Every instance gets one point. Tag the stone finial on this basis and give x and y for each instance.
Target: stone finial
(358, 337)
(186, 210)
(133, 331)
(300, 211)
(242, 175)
==================================================
__Instructions for the task__: Render every line of the rows above as a separate string in a single JSON array, omitting any blank lines.

__Result of the task__:
[
  "Every instance gets one point. Tag the stone finial on this basis and give x and y for each instance.",
  "Target: stone finial",
  "(358, 337)",
  "(186, 210)",
  "(133, 331)",
  "(300, 211)",
  "(242, 175)"
]